What to do:
1) Say whether each statement below agrees with the article on crypto's reckoning, answering yes or no and quoting the deciding words. (a) Coinbase and Binance were sued by US regulators on successive days. (b) The case against Ripple Labs was brought in 2022. (c) The companies being targeted are mainly the most overt scam artists.
2) According to the article on crypto's reckoning, how much has Ripple Labs spent on legal bills so far?
3) Please carry on the article about crypto's reckoning, picking up after its last sentence.

Reading text:
★ ★ ★ ★ ★ ★ ★

Simply sign up to the Technology myFT Digest -- delivered directly to your inbox.
Big Crypto is in the midst of a big reckoning. Following a series of spectacular crashes and implosions last year, two of the most powerful and profitable crypto companies still standing — Coinbase and Binance — were hit by lawsuits from US regulators on successive days this month. A third, Ripple Labs, is still fighting a case brought against it in 2020, having spent more than $100mn in legal bills so far.
It is not the most overt scam artists and conmen in cryptoland that are being targeted here (there are many of those around, but they tend to be relatively small fry). It is the companies that have done their utmost to look like legitimate businesses; the ones that have tried to make themselves palatable to regulators, Silicon Valley and politicians alike.
These are the suited-and-booted types who have dinner with presidents and who cosy up to Tory MPs-cum-Z-list celebrities in the House of Commons. The types who boast of “great meetings” with the economic secretary to the Treasury and who write altruistically about their desire for the UK to “be a big part of [crypto’s] success” and their belief that Britain must “put Web3 and blockchain at the heart of government” (groan).

★ ★ ★ ★ ★ ★ ★

Extracted material:
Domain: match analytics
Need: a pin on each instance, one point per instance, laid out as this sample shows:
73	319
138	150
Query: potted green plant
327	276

★ ★ ★ ★ ★ ★ ★

Results of the exercise:
1) (a) Yes: "were hit by lawsuits from US regulators on successive days this month". (b) No: "a case brought against it in 2020". (c) No: "It is not the most overt scam artists and conmen in cryptoland that are being targeted here".

2) More than $100mn.

3)
This “sensible crypto” crowd has relentlessly pushed crypto by framing it not as a miraculous way to make obscene amounts of money out of thin air, but as a crucial “innovation” that countries must embrace if they do not want to be left behind. Now, they and their backers are trying to fight back against the US Securities and Exchange Commission’s crackdown with the same rhetorical argument: any move to regulate or punish the Wild West of crypto will stifle said “innovation”.
“The SEC is looking to kill crypto innovation in the United States,” Ripple chief executive Brad Garlinghouse said in a video posted to social media last week, after the release of some documents pertaining to the SEC’s case against his company. “The SEC is creating a regulatory environment that is hostile to innovation,” Tim Draper — venture capitalist and friend of another famous innovator, the incarcerated fraudster Elizabeth Holmes — told Fox Business last week.
So prevalent is this charge that the SEC has even had to explicitly deny it: “We are not here to stifle innovation, we are here to stifle fraud,” the SEC’s director of enforcement said last week.
But what do we even mean by “innovation”? The Cambridge Dictionary defines it as “a new idea or method”, or “the creating and use of new ideas or methods”. Yet the way it tends to be used is more along the lines of “a tech-y thing that nobody quite understands but that might one day be useful and could definitely make some money at some point”.
“It works very well for the industry to frame every technology that they put out into the world — whether it’s crypto or generative AI, or whatever else — as an innovation that we must pursue,” Paris Marx, host of the Tech Won’t Save Us podcast, tells me. “But Silicon Valley and venture capitalists are not actually interested in developing technology for the betterment of society . . . What they’re interested in is making money off of whatever hype cycle they are going to gin up next.”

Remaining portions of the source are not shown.